[VORLIEGENDER TEXT]

Bei vier Firmen kann man in Berlin online Lebensmittel bestellen. Das Geschäft führt noch ein Nischendasein und bringt den Supermärkten Verluste ein. Das Ziel ist ein Image-Gewinn, so ein Karstadt-Sprecher: „Wir machen das, um modern zu sein.“

von RICHARD ROTHER

Frische Wurst, grünes Gemüse, duftende Brötchen – auch wer keine Lust hat, sich durch volle Supermärkte zu drängeln und an der Kasse lange Sozialstudien (wer hat was im Korb?) zu betreiben, braucht auf frische Lebensmittel nicht mehr zu verzichten. Denn im Schlaraffenland der Online-Welt fliegen die Waren des täglichen Bedarfs bis vor die Haustür – nicht nur virtuell. Mittlerweile bieten schon vier Supermarktketten der Stadt einen Lieferservice für frische Lebensmittel an: Gegen einen relativ geringen Aufpreis lassen Kaiser’s, Reichelt, Karstadt und Spar sogar kistenweise Nahrungsmittel die Treppen hochschleppen. Bestellt wird per E-Mail im Internet, wo auch das Sortiment einsehbar ist. Möglich ist zudem, klassisch per Telefon zu ordern.

Einträge mit markierten Punkten
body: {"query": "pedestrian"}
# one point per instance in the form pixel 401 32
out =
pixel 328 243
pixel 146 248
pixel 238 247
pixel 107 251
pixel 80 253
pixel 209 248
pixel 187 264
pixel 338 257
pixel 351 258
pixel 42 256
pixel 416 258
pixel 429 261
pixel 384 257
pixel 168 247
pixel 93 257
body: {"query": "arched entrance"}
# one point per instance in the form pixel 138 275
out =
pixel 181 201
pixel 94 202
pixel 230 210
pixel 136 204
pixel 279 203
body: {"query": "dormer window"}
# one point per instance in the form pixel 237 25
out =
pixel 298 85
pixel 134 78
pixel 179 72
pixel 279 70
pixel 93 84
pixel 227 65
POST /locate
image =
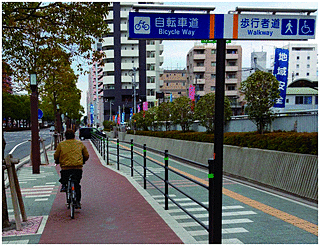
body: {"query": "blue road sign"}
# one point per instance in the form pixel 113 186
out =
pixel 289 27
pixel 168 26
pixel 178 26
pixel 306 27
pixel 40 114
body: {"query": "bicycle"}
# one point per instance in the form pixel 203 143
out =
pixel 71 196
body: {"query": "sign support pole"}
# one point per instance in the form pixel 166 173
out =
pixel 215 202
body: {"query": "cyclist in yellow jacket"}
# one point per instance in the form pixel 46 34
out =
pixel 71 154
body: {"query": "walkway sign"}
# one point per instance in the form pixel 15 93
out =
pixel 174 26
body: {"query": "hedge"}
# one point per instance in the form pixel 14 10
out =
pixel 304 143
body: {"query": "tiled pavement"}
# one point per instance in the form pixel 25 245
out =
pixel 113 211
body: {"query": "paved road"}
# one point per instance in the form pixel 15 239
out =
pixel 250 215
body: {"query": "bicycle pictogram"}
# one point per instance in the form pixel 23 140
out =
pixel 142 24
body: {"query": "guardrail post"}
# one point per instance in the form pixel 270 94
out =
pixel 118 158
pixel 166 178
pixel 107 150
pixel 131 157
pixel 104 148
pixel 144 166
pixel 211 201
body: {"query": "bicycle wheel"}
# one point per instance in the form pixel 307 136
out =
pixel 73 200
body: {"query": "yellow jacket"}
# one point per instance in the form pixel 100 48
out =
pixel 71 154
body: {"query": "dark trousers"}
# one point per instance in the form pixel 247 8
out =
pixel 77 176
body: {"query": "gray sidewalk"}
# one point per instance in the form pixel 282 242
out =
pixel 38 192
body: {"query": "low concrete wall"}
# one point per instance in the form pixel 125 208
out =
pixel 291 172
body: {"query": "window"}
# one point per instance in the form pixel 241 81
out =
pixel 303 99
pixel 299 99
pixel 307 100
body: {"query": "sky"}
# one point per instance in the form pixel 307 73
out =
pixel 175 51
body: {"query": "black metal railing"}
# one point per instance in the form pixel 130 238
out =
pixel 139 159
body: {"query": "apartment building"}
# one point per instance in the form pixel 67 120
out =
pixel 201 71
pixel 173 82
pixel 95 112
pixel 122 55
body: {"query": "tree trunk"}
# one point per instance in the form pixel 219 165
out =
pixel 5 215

[AUFGABEN]
1. Beantworten Sie zum Text über den Online-Lebensmittelhandel in Berlin folgende Fragen:
(a) Wie viele Supermarktketten der Stadt bieten einen Lieferservice für frische Lebensmittel an?
(b) Welches Ziel nennt der Karstadt-Sprecher für das Angebot?
(c) Auf welchen Wegen kann man die Waren bestellen?
2. Setzen Sie den Text über den Online-Lebensmittelhandel in Berlin im Anschluss an seinen letzten Satz fort.

[LÖSUNGEN]
1.
(a) Vier: Kaiser’s, Reichelt, Karstadt und Spar.
(b) Einen Image-Gewinn. Laut dem Sprecher macht man das, „um modern zu sein“.
(c) Per E-Mail im Internet oder klassisch per Telefon.

2.
Die Nachfrage nach diesem Service steigt – entgegen aller E-Commerce-Euphorie – allerdings eher zögernd. Die Tengelmann-Tochter Kaiser’s beispielsweise, die den Service seit zwei Jahren im Angebot hat, beliefert derzeit monatlich gerade mal 6.000 Kunden – im Vergleich zur Gesamtzahl verschwindend gering. Auch bei anderen Firmen liegt der Anteil am Umsatz, den der Lieferservice erwirtschaft, unter einem Prozent. „Das ist ein Nischengeschäft, dem der klassische Einzelhandel gelassen entgegenblicken kann“, so Herrmann Schröder, Referent beim Landesverband des Lebensmittelgroß- und Einzelhandels.

Das verwundert, sieht doch der Service auf den ersten Blick recht verlockend aus. Eine Lieferung von bis zu sechs Kisten kostet bei Kaiser’s oder Karstadt lediglich zehn Mark. Bei Familien, die ohnehin wöchentlich mehrere hundert Markt in den nicht ganz billigen Supermärkten lassen, fällt das kaum ins Gewicht. Geliefert wird in der Regel am Tag nach der Bestellung oder nach Vereinbarung. Und zwar zu festgelegten Lieferzeiten: etwa von 18 bis 21 Uhr. Gute Kunden, die den Liefer-Fahrer kennen, können auch schon mal genauere Zeiten aushandeln.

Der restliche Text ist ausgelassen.